What is needed: Reproduce the stretch of the Vitis-AI setup guide below from "Edge TVM setup" through "in our flow.", word for word.

Provided passage:
-- begin --
This section provides instructions for setting up with the Pynq platform but Petalinux based flows are also supported.

  1. Download the Pynq v2.5 image for your target (use Z1 or Z2 for Ultra96 target depending on board version) Link to image: https://github.com/Xilinx/PYNQ/releases/tag/v2.5

  2. Follow Pynq instructions for setting up the board: pynq setup

  3. After connecting to the board, make sure to run as root. Execute su

  4. Set up DPU on Pynq by following the steps here: DPU Pynq setup

  5. Run the following command to download the DPU bitstream:

    python3 -c 'from pynq_dpu import DpuOverlay ; overlay = DpuOverlay("dpu.bit")'
    
  6. Check whether the DPU kernel is alive:

    dexplorer -w
    

Edge TVM setup

Note

When working on Petalinux instead of Pynq, the following steps might take more manual work (e.g building hdf5 from source). Also, TVM has a scipy dependency which you then might have to build from source or circumvent. We don’t depend on scipy in our flow.

Building TVM depends on the Xilinx PyXIR package. PyXIR acts as an interface between TVM and Vitis-AI tools.

  1. First install the PyXIR h5py and pydot dependencies:

    apt-get install libhdf5-dev
    pip3 install pydot h5py
    
  2. Install PyXIR

    git clone --recursive https://github.com/Xilinx/pyxir.git
    cd pyxir
    sudo python3 setup.py install --use_vai_rt_dpuczdx8g
    
  3. Build TVM with Vitis-AI

    git clone --recursive https://github.com/apache/tvm
    cd tvm
    mkdir build
    cp cmake/config.cmake build
    cd build
    echo set\(USE_VITIS_AI ON\) >> config.cmake
    cmake ..
    make
    
  4. Install TVM

    cd tvm/python
    pip3 install -e . --user
    
  5. Check whether the setup was successful in the Python shell:

    python3 -c 'import pyxir; import tvm'
    

Getting started

This section shows how to use TVM with Vitis-AI. For this it’s important to understand that neural network models are quantized for Vitis-AI execution in fixed point arithmetic. The approach we take here is to quantize on-the-fly using the first N inputs as explained in the next section.

On-the-fly quantization

Usually, to be able to accelerate inference of Neural Network models with Vitis-AI DPU accelerators, those models need to quantized upfront. In TVM - Vitis-AI flow, we make use of on-the-fly quantization to remove this additional preprocessing step. In this flow, one doesn’t need to quantize his/her model upfront but can make use of the typical inference execution calls (module.run) to quantize the model on-the-fly using the first N inputs that are provided (see more information below). This will set up and calibrate the Vitis-AI DPU and from that point onwards inference will be accelerated for all next inputs. Note that the edge flow deviates slightly from the explained flow in that inference won’t be accelerated after the first N inputs but the model will have been quantized and compiled and can be moved to the edge device for deployment. Please check out the edge usage instructions below for more information.
-- end --
Stored data:
-- begin --
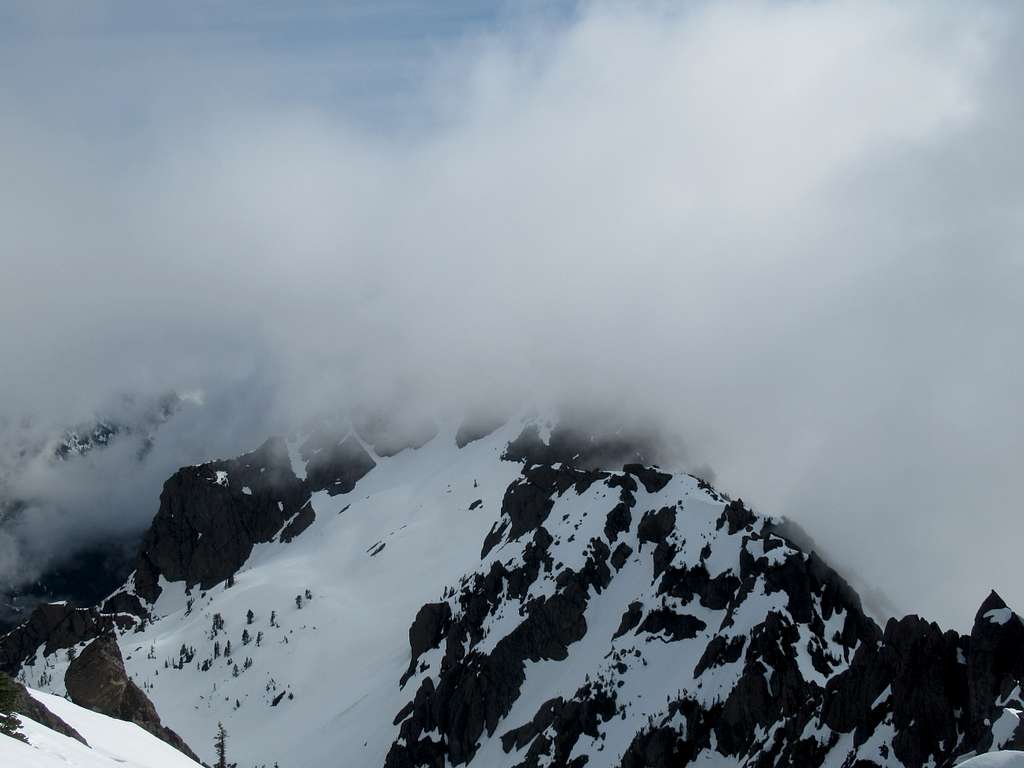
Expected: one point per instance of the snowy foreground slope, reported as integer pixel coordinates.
(112, 743)
(350, 600)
-- end --
Task response:
Edge TVM setup

Note

When working on Petalinux instead of Pynq, the following steps might take more manual work (e.g building hdf5 from source). Also, TVM has a scipy dependency which you then might have to build from source or circumvent. We don’t depend on scipy in our flow.